Обновите материал от самого начала до строки с «106 124 L 106» включительно: замените «hiking boot» на «trail shoe», ничего больше не меняя. Изображения в ответ не включайте.

**** Исходные данные ****

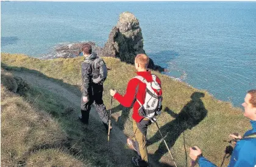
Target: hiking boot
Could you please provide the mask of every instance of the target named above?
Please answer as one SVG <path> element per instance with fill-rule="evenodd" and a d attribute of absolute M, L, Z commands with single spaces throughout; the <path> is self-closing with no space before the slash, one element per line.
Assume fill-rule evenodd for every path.
<path fill-rule="evenodd" d="M 88 124 L 88 121 L 87 121 L 86 120 L 85 120 L 84 119 L 83 119 L 83 118 L 82 117 L 82 115 L 79 116 L 78 116 L 78 119 L 83 124 L 87 124 L 87 125 Z"/>
<path fill-rule="evenodd" d="M 135 157 L 132 158 L 132 163 L 136 166 L 148 167 L 148 164 L 144 160 L 140 160 Z"/>
<path fill-rule="evenodd" d="M 106 124 L 106 123 L 103 123 L 103 122 L 102 122 L 102 123 L 103 123 L 103 125 L 104 126 L 105 128 L 106 129 L 107 132 L 108 132 L 108 124 Z M 112 127 L 112 126 L 111 126 L 111 124 L 110 124 L 110 130 L 112 130 L 112 129 L 113 129 L 113 127 Z"/>
<path fill-rule="evenodd" d="M 136 150 L 135 141 L 134 141 L 134 140 L 128 138 L 127 138 L 127 144 L 128 144 L 128 146 L 130 148 L 132 149 L 135 151 L 137 151 Z"/>

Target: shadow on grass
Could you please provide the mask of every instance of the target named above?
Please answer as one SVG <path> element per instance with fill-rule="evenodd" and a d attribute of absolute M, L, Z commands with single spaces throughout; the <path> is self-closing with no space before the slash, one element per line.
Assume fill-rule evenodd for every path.
<path fill-rule="evenodd" d="M 190 96 L 190 101 L 183 107 L 179 114 L 174 113 L 168 107 L 165 108 L 165 112 L 176 118 L 160 127 L 160 131 L 164 135 L 169 148 L 174 145 L 181 133 L 188 129 L 192 129 L 206 117 L 207 110 L 201 99 L 203 97 L 204 97 L 204 93 L 194 92 Z M 148 140 L 149 145 L 162 140 L 161 136 L 158 133 L 156 133 Z M 183 136 L 183 142 L 185 143 L 185 135 Z M 185 151 L 187 152 L 187 151 Z M 168 151 L 163 141 L 162 141 L 158 149 L 154 153 L 154 158 L 159 161 L 163 155 L 168 152 Z"/>
<path fill-rule="evenodd" d="M 129 119 L 130 111 L 131 110 L 132 108 L 132 107 L 126 108 L 122 105 L 119 104 L 116 107 L 111 109 L 112 115 L 113 115 L 113 116 L 116 118 L 117 118 L 116 124 L 122 130 L 124 129 L 124 125 L 126 123 L 126 121 Z M 116 114 L 115 115 L 115 113 L 116 113 L 120 111 L 122 111 L 121 115 L 116 115 Z M 107 112 L 109 113 L 110 110 L 108 110 Z"/>
<path fill-rule="evenodd" d="M 48 76 L 46 76 L 45 74 L 43 74 L 42 73 L 35 70 L 35 69 L 30 69 L 25 67 L 18 67 L 18 66 L 8 66 L 5 65 L 5 63 L 3 63 L 1 62 L 1 67 L 4 68 L 4 69 L 7 71 L 26 71 L 31 74 L 37 74 L 38 76 L 40 76 L 43 78 L 49 79 L 52 82 L 55 82 L 58 83 L 59 85 L 68 88 L 70 91 L 71 91 L 73 93 L 76 94 L 77 96 L 80 96 L 80 87 L 79 85 L 71 85 L 66 83 L 63 82 L 63 79 L 59 79 L 55 78 L 52 78 L 49 77 Z"/>
<path fill-rule="evenodd" d="M 74 90 L 74 92 L 79 92 L 80 89 L 77 90 L 77 88 L 76 85 L 72 85 L 66 83 L 63 83 L 62 80 L 51 78 L 43 73 L 34 69 L 30 69 L 23 67 L 16 67 L 16 66 L 8 66 L 4 63 L 1 63 L 1 67 L 9 71 L 19 71 L 19 72 L 26 72 L 28 73 L 31 73 L 36 74 L 38 76 L 41 77 L 43 79 L 49 80 L 53 82 L 63 85 L 65 88 L 70 88 Z M 40 82 L 40 80 L 38 80 Z M 77 90 L 76 90 L 77 89 Z M 50 90 L 49 90 L 50 91 Z M 41 91 L 41 93 L 48 93 L 44 91 Z M 53 94 L 55 94 L 52 92 Z M 54 96 L 59 98 L 59 101 L 57 100 L 56 103 L 54 103 L 52 105 L 55 105 L 55 107 L 60 107 L 58 105 L 60 104 L 62 102 L 62 97 L 58 96 L 58 94 L 55 94 Z M 37 96 L 36 93 L 35 94 L 33 94 L 34 96 Z M 80 93 L 79 93 L 79 96 Z M 40 99 L 38 98 L 37 99 L 40 101 Z M 44 104 L 48 104 L 48 102 L 52 102 L 51 99 L 48 99 L 46 101 L 44 101 Z M 79 99 L 80 101 L 80 99 Z M 60 102 L 60 104 L 59 104 Z M 40 108 L 40 110 L 44 110 L 44 107 L 39 107 L 37 106 L 36 103 L 32 103 L 35 105 L 35 108 Z M 45 106 L 48 107 L 48 106 Z M 77 107 L 68 108 L 60 108 L 62 110 L 65 110 L 66 112 L 64 112 L 63 113 L 60 113 L 56 115 L 55 118 L 57 118 L 59 122 L 62 123 L 63 125 L 65 127 L 65 129 L 67 133 L 68 141 L 65 143 L 63 146 L 63 149 L 67 149 L 69 150 L 69 152 L 76 156 L 81 156 L 81 157 L 84 157 L 85 160 L 88 160 L 88 162 L 92 164 L 93 166 L 115 166 L 116 165 L 118 166 L 133 166 L 132 163 L 130 162 L 130 159 L 132 157 L 131 153 L 132 151 L 126 149 L 126 143 L 118 143 L 118 141 L 113 141 L 114 144 L 115 143 L 116 144 L 119 144 L 122 150 L 120 150 L 120 152 L 123 152 L 124 155 L 118 157 L 113 157 L 112 151 L 109 152 L 108 147 L 107 146 L 107 133 L 104 133 L 104 131 L 102 128 L 98 128 L 98 121 L 91 121 L 91 123 L 89 126 L 84 126 L 82 124 L 78 123 L 76 122 L 76 119 L 74 118 L 77 116 L 76 113 L 74 112 L 74 109 L 76 109 Z M 55 108 L 56 110 L 57 108 Z M 124 127 L 124 123 L 126 121 L 129 115 L 129 111 L 130 108 L 124 108 L 121 105 L 118 105 L 113 110 L 115 111 L 118 111 L 122 110 L 122 115 L 120 116 L 119 119 L 123 121 L 121 124 L 121 128 Z M 61 116 L 62 115 L 62 116 Z M 40 147 L 39 147 L 40 148 Z M 46 148 L 48 149 L 48 148 Z M 126 162 L 123 162 L 124 160 L 122 159 L 123 156 L 131 156 L 130 157 L 126 158 Z M 134 154 L 133 155 L 135 155 Z M 151 156 L 154 157 L 154 155 L 151 155 Z M 116 159 L 118 159 L 117 160 Z M 121 163 L 121 162 L 122 163 Z M 115 166 L 113 166 L 113 165 Z M 158 165 L 157 166 L 162 166 L 161 163 L 158 163 Z"/>

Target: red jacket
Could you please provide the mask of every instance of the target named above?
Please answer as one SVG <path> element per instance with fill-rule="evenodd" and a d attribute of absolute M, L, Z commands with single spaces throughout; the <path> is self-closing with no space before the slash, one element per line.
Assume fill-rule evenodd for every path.
<path fill-rule="evenodd" d="M 141 76 L 148 82 L 152 82 L 152 75 L 150 71 L 137 72 L 138 76 Z M 158 77 L 157 77 L 156 81 L 161 87 L 161 81 Z M 132 78 L 128 82 L 127 87 L 126 88 L 126 94 L 121 95 L 118 92 L 115 94 L 114 98 L 116 99 L 121 105 L 126 107 L 130 107 L 132 102 L 135 99 L 136 88 L 138 87 L 137 93 L 136 94 L 136 98 L 141 103 L 144 104 L 146 97 L 146 84 L 142 82 L 137 78 Z M 162 94 L 162 90 L 160 92 Z M 144 117 L 140 116 L 138 113 L 138 108 L 140 104 L 136 101 L 133 105 L 133 113 L 132 113 L 132 118 L 137 123 L 139 123 Z"/>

****

### Решённое упражнение
Target: trail shoe
Could you please provide the mask of every instance of the target named above?
Please answer as one SVG <path> element per instance with fill-rule="evenodd" and a d attribute of absolute M, L, Z commands with single spaces throughout; the <path> is self-closing with no space before the slash, one element per line.
Assume fill-rule evenodd for every path.
<path fill-rule="evenodd" d="M 88 124 L 88 121 L 87 121 L 86 120 L 85 120 L 84 119 L 83 119 L 83 118 L 82 117 L 82 115 L 79 116 L 78 116 L 78 119 L 83 124 L 87 124 L 87 125 Z"/>
<path fill-rule="evenodd" d="M 135 157 L 132 158 L 132 163 L 136 166 L 148 167 L 148 164 L 144 160 L 140 160 Z"/>
<path fill-rule="evenodd" d="M 106 124 L 106 123 L 103 123 L 103 122 L 102 122 L 102 123 L 103 123 L 103 125 L 104 126 L 105 128 L 106 129 L 107 132 L 108 132 L 108 124 Z M 112 127 L 112 126 L 111 126 L 111 124 L 110 124 L 110 130 L 112 130 L 112 129 L 113 129 L 113 127 Z"/>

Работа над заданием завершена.